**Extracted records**
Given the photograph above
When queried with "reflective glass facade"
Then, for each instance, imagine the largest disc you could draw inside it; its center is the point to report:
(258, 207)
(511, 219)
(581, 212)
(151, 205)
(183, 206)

**Problem details**
Line by line, retype all of the entries.

**Answer to this exercise**
Given the photograph above
When queried with "reflective glass facade"
Then, for each instance, imagine the largest disc you could draw inside it; its center is the point to report:
(258, 207)
(511, 219)
(581, 212)
(151, 205)
(183, 206)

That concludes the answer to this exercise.